Down to the last line, set down the listing below exactly, apart from its pictures.

- **Excerpted records**
= = = = = = =
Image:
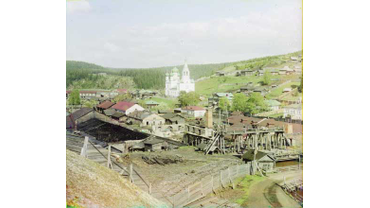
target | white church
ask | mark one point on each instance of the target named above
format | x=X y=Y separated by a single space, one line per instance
x=175 y=84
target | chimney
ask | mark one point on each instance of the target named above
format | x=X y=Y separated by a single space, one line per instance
x=209 y=118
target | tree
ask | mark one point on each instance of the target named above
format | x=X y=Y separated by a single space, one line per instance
x=300 y=88
x=224 y=104
x=255 y=104
x=187 y=99
x=267 y=78
x=74 y=97
x=239 y=102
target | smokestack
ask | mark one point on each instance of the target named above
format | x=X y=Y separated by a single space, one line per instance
x=209 y=118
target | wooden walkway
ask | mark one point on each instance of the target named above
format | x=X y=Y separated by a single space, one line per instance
x=99 y=154
x=187 y=190
x=212 y=202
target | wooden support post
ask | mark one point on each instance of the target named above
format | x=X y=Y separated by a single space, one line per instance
x=213 y=188
x=221 y=178
x=231 y=181
x=130 y=172
x=84 y=147
x=237 y=169
x=188 y=192
x=109 y=162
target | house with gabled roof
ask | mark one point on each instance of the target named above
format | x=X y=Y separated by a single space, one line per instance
x=104 y=105
x=77 y=116
x=194 y=111
x=127 y=107
x=265 y=160
x=145 y=118
x=151 y=103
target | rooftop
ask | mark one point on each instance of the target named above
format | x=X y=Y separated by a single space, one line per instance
x=151 y=102
x=105 y=105
x=193 y=108
x=123 y=105
x=272 y=102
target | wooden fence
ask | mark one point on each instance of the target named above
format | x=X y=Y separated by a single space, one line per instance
x=209 y=184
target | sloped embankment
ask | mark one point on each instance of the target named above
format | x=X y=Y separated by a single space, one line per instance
x=91 y=185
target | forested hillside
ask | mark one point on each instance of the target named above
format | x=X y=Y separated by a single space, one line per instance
x=81 y=65
x=82 y=74
x=154 y=78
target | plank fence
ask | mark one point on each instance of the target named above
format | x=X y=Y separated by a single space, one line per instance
x=209 y=184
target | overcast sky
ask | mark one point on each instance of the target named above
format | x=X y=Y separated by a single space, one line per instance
x=152 y=33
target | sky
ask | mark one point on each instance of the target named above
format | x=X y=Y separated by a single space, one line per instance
x=154 y=33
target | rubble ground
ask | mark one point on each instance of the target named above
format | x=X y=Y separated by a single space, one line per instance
x=160 y=166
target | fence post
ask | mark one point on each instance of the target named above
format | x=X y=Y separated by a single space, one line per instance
= = = = = = =
- **Answer to this problem**
Image:
target | white church
ask | mark one point on each instance of the target named above
format | x=X y=Y separated by a single space, one line per instance
x=175 y=84
target | chimney
ask | mark one point on each instance of the target named above
format | x=X y=Y separated by a single space, one line per instance
x=209 y=118
target | tree
ask | mark one point on each instance of the target named above
format | x=X y=Y separated by a single space, one line per instance
x=300 y=88
x=224 y=104
x=255 y=104
x=187 y=99
x=267 y=78
x=74 y=97
x=239 y=102
target | smokestack
ask | mark one point on each instance of the target named above
format | x=X y=Y separated by a single space, one line per instance
x=209 y=118
target | wooden walkway
ask | mark one point on each instance of the target named above
format | x=X y=Y separated by a single space, one line per instance
x=99 y=154
x=187 y=190
x=212 y=202
target | wooden support post
ask | mark one point on each instance of the target named above
format | x=X y=Y separated by a single space, one line per instance
x=213 y=188
x=221 y=178
x=231 y=181
x=130 y=172
x=84 y=147
x=237 y=169
x=188 y=192
x=109 y=162
target | house with gabled roof
ask | mark one point on each instance of the target named above
format | x=X y=Y separated by a single space, one line per instance
x=104 y=105
x=77 y=116
x=194 y=111
x=127 y=107
x=265 y=160
x=145 y=118
x=151 y=103
target | rooftop
ask | mark one point on each instance of the target named above
format | x=X y=Y separated by a single space, one line per instance
x=151 y=102
x=105 y=105
x=193 y=108
x=123 y=105
x=272 y=102
target | wooden fence
ask | mark one point on each instance of the target named above
format | x=X y=Y separated by a single space, one line per instance
x=209 y=184
target | sloped embankment
ask | mark one point on each instance of the target named above
format | x=X y=Y separated by a single space, one line per instance
x=91 y=185
target | forested hillside
ask | mark one point on each instance of the target named above
format | x=X y=Y separated by a single space, one line per instance
x=81 y=65
x=82 y=74
x=154 y=78
target | plank fence
ask | mark one point on each instance of the target named above
format | x=X y=Y separated by a single space, one line per instance
x=209 y=184
target | overcast sky
ask | mark one point on each instance of the target named above
format | x=X y=Y separated by a single space, one line per instance
x=152 y=33
target | sky
ask | mark one point on each instance of the target named above
format | x=X y=Y separated by a single space, one line per instance
x=154 y=33
target | rubble ground
ask | mark one point on each instance of the target named above
format | x=X y=Y separated by a single space, one line per instance
x=160 y=166
target | fence post
ask | mark one point on each instance of the target named above
format | x=X y=Y separated by a single space, one line per instance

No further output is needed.